[EXERCISE] Beneath this instruction is a block of data; output from it exactly the lines that run from the one containing "Target: sponsor banner" through the one containing "Target: overcast sky", inclusive.
(DATA SUPPLIED begins)
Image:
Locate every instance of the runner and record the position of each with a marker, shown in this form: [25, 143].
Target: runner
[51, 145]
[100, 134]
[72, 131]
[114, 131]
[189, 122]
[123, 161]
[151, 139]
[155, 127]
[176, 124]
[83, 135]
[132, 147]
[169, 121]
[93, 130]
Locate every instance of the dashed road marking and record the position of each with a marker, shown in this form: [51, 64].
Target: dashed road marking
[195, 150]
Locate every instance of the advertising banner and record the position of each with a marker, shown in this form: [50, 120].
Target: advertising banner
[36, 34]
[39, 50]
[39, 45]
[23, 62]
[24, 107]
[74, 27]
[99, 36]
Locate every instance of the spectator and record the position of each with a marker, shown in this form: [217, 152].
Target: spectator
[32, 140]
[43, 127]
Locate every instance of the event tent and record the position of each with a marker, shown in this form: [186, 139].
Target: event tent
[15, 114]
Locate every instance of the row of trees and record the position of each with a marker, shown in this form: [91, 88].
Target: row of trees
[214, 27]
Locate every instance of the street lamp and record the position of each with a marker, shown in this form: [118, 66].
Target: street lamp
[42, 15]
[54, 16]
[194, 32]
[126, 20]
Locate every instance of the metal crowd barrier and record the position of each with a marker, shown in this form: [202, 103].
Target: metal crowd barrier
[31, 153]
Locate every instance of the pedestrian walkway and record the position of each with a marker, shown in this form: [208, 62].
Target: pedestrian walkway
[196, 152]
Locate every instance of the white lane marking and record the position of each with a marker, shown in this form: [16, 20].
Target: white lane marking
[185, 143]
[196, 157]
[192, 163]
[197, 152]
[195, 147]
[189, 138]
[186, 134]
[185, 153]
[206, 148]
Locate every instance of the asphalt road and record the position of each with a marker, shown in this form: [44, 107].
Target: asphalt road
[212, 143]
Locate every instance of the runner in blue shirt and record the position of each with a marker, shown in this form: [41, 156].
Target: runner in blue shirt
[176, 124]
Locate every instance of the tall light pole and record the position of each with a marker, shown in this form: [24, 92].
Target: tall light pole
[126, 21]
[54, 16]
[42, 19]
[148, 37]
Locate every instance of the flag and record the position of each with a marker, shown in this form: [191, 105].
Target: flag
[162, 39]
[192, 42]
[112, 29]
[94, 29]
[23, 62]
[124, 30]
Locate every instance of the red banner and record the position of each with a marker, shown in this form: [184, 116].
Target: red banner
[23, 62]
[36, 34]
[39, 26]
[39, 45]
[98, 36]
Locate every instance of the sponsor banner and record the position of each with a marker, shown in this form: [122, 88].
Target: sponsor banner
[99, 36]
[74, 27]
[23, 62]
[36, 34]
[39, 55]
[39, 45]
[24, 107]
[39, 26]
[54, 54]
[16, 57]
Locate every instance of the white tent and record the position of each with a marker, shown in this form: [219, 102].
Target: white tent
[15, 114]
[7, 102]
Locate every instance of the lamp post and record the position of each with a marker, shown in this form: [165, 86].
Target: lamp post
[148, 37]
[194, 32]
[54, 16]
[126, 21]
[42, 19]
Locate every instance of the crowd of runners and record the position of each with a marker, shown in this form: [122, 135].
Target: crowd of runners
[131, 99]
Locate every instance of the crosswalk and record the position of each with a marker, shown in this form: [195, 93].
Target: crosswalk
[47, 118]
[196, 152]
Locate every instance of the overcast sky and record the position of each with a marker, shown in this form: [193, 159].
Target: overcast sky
(DATA SUPPLIED ends)
(DATA SUPPLIED begins)
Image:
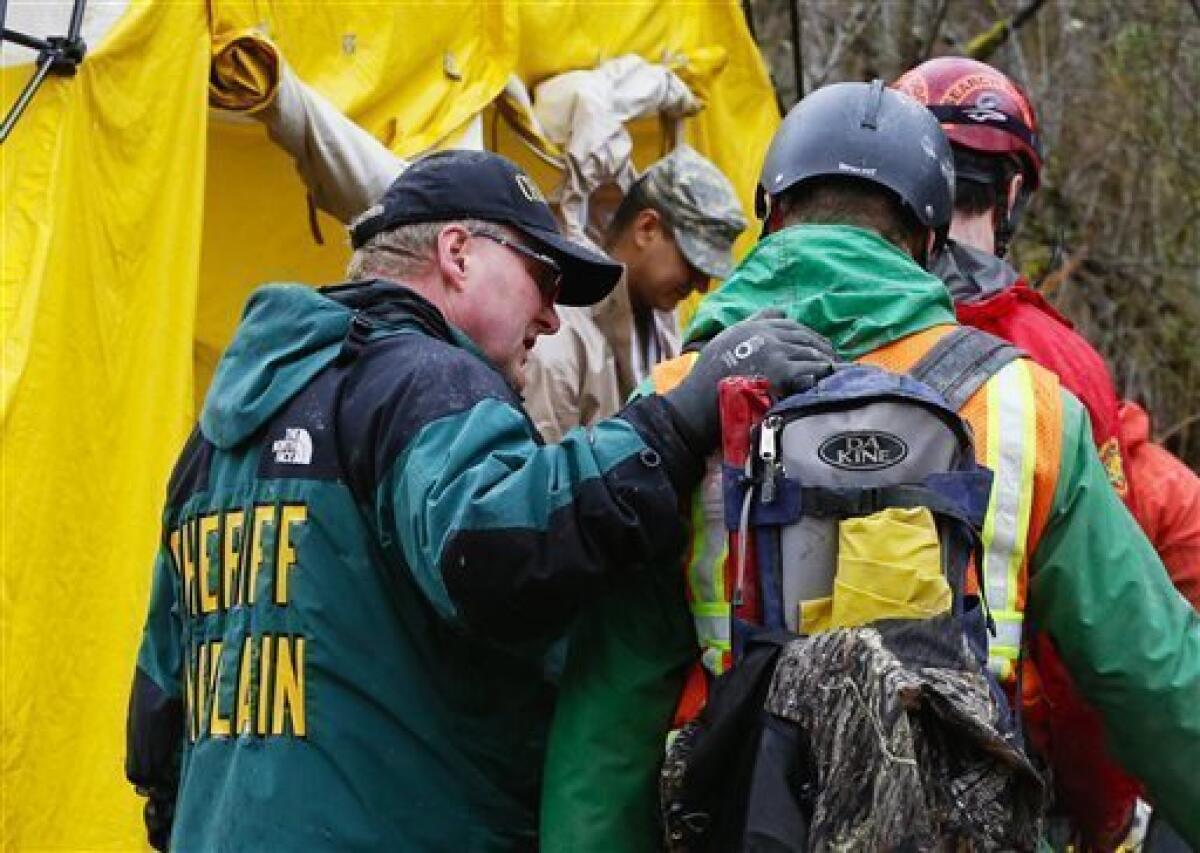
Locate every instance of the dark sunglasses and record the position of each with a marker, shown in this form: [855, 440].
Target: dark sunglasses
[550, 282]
(DATA SUPPLIED ends)
[RESPONSE]
Target: sponsor banner
[99, 36]
[74, 27]
[23, 62]
[36, 34]
[39, 55]
[39, 45]
[24, 107]
[39, 26]
[54, 54]
[16, 57]
Locate every instance of the white tent and record the position of each with a marker, shown in this form: [219, 102].
Target: white tent
[15, 114]
[7, 102]
Locate every instance of the lamp post and record the position of each with a marker, shown in this form: [165, 86].
Target: lamp post
[148, 37]
[194, 32]
[54, 16]
[126, 21]
[42, 19]
Locate every instance of the crowd of runners and record the position of each with a marker, shown in this form: [122, 135].
Target: crowd of runners
[131, 99]
Locate every instance of the crosswalk and record the position of each with a marker, shown in this form: [195, 93].
Target: crosswalk
[47, 118]
[196, 152]
Locate every instance of the overcast sky and record the position of each with a marker, shown in this form: [193, 159].
Target: overcast sky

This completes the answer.